Begin Reading passage

More myths and fantasies seem to have arisen in regard to guerrilla warfare than about any other aspect of contemporary history. For many revolutionaries it has assumed a positively romantic aura, particularly since the bearded ones of the 26th of July Movement swept with dash and verve out of the Sierra Maestra and into the avenues of Havana. The sort of mythology that is created from the glories of guerrilla heroism (and that takes little account of the indescribable extremes of physical and moral endurance that it involves) is less harmful, however, than the fantasies that have been disseminated by the equally ardent advocates of counter-guerrilla warfare.

The late President John F. Kennedy reportedly had an obsession against guerrilla warfare, and the trickle of alarmed studies on the subject that had begun to appear in imperialist circles after Dienbienphu became a veritable flood during his administration. Subsidized by the Pentagon and the State Department, this literature has sought to provide both ideology and drum-beating for a suppressionist and interventionist American Foreign policy. Unlike conventional military studies, which at least deal in the ponderables of a science, this series of treatises on the arts of suppression bog themselves down in the myths of propaganda rather than base themselves on objective fact.

End Reading passage
Begin Stored rows

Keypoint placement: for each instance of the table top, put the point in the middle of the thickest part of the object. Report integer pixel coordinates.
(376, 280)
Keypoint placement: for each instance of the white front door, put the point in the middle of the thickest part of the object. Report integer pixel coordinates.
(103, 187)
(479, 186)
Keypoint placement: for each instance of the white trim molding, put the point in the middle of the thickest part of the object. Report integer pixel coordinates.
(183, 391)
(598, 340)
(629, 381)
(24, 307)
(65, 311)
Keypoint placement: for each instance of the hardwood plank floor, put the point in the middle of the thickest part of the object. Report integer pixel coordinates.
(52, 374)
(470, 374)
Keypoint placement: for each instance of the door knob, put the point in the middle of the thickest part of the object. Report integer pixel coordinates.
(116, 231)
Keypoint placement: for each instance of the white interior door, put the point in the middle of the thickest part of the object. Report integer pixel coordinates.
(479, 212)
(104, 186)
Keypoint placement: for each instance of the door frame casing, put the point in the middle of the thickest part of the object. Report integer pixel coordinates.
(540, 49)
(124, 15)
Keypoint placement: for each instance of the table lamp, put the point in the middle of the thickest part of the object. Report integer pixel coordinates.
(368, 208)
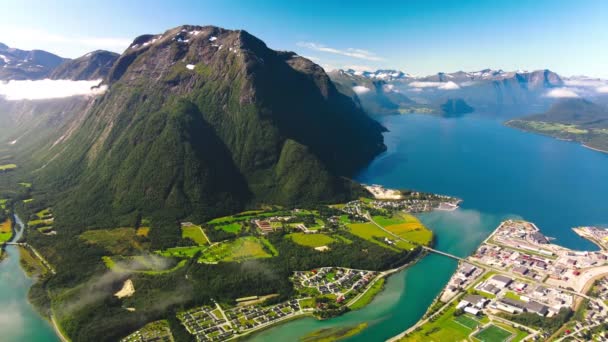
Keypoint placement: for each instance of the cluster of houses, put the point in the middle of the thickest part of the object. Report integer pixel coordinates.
(463, 278)
(206, 323)
(344, 280)
(244, 318)
(150, 335)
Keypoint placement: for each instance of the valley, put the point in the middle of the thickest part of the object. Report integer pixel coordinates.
(325, 183)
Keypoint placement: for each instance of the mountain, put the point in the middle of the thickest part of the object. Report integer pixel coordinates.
(381, 74)
(371, 91)
(574, 119)
(18, 64)
(203, 121)
(92, 66)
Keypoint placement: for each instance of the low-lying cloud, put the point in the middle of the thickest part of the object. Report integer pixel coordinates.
(359, 90)
(350, 52)
(561, 93)
(49, 89)
(439, 85)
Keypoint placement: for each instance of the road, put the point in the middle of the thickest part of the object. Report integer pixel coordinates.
(432, 250)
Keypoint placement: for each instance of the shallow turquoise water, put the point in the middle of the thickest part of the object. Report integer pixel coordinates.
(18, 319)
(499, 172)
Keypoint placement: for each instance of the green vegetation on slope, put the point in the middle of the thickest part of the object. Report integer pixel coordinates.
(573, 119)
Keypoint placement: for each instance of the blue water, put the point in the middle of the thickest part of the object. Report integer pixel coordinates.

End Stored rows

Problem description:
Reproduce the part of the guerrilla warfare passage above starting at "More myths and" and ending at "of counter-guerrilla warfare.".

Complete answer:
More myths and fantasies seem to have arisen in regard to guerrilla warfare than about any other aspect of contemporary history. For many revolutionaries it has assumed a positively romantic aura, particularly since the bearded ones of the 26th of July Movement swept with dash and verve out of the Sierra Maestra and into the avenues of Havana. The sort of mythology that is created from the glories of guerrilla heroism (and that takes little account of the indescribable extremes of physical and moral endurance that it involves) is less harmful, however, than the fantasies that have been disseminated by the equally ardent advocates of counter-guerrilla warfare.